==== Data records

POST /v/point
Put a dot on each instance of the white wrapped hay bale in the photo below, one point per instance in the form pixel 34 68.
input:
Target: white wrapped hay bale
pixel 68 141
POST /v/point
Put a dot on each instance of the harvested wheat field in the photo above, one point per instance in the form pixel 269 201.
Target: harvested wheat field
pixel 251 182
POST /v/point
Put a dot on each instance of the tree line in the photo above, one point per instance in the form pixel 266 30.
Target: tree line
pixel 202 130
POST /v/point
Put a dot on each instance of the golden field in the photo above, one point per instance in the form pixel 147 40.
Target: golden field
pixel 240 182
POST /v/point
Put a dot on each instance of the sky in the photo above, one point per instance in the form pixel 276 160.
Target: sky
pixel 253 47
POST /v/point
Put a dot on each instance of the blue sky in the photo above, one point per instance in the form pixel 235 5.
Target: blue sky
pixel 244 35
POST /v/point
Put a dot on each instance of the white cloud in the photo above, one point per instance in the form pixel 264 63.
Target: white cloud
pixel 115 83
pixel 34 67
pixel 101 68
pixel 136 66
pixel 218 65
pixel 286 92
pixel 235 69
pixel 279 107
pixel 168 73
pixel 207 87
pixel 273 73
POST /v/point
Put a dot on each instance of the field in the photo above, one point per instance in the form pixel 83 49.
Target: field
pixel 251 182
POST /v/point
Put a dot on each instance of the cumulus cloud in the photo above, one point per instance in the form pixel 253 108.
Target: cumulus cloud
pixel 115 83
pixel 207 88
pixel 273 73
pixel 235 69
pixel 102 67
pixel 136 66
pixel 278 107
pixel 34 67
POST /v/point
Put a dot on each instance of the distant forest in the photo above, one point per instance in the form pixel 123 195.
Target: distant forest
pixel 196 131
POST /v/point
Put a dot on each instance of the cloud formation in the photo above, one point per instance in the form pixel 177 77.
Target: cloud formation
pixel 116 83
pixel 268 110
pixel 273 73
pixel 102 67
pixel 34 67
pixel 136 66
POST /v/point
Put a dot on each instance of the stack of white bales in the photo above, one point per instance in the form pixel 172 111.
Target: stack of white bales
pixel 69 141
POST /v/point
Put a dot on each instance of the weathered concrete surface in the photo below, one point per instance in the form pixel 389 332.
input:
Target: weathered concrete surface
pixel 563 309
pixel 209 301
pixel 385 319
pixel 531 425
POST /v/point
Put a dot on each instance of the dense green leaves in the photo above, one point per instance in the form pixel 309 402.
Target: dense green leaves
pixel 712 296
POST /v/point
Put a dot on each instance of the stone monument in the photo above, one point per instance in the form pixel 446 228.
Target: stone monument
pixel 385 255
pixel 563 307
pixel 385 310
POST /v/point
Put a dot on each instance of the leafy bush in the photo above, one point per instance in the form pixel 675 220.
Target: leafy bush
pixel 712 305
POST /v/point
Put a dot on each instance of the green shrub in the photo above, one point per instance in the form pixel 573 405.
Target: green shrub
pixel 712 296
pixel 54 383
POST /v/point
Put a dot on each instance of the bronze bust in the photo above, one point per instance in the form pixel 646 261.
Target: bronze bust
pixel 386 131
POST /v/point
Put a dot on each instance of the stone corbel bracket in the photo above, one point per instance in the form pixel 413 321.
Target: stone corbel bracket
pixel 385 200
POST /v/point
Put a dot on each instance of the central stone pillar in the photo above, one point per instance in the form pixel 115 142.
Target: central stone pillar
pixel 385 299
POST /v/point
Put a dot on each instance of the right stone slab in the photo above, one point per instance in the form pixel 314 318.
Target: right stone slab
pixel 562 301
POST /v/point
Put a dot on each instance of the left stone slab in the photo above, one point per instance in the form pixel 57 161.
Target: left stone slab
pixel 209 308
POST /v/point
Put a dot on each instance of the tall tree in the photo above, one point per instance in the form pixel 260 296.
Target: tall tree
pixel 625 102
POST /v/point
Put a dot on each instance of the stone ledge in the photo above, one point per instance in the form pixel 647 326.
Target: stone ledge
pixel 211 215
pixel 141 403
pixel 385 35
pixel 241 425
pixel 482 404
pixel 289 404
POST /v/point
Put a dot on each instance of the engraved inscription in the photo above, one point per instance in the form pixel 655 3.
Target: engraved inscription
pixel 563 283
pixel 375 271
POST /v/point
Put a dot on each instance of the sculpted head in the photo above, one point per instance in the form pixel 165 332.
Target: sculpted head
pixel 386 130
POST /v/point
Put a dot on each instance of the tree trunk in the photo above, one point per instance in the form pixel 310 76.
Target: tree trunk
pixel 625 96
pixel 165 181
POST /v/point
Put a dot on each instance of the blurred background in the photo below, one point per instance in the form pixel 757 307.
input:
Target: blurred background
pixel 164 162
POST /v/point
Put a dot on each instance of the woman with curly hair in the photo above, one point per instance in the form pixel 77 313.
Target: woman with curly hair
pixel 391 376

========

Return all lines above that mention the word "below".

Put a dot on each instance of the white wrapped hay bale in the photo below, one point per instance in the form pixel 34 68.
Put a dot on each instance of the weathered concrete surface in the photo below, one point per instance in the form pixel 389 332.
Put a dot on each instance of the blurred background in the photo below, one point per instance in the form pixel 757 307.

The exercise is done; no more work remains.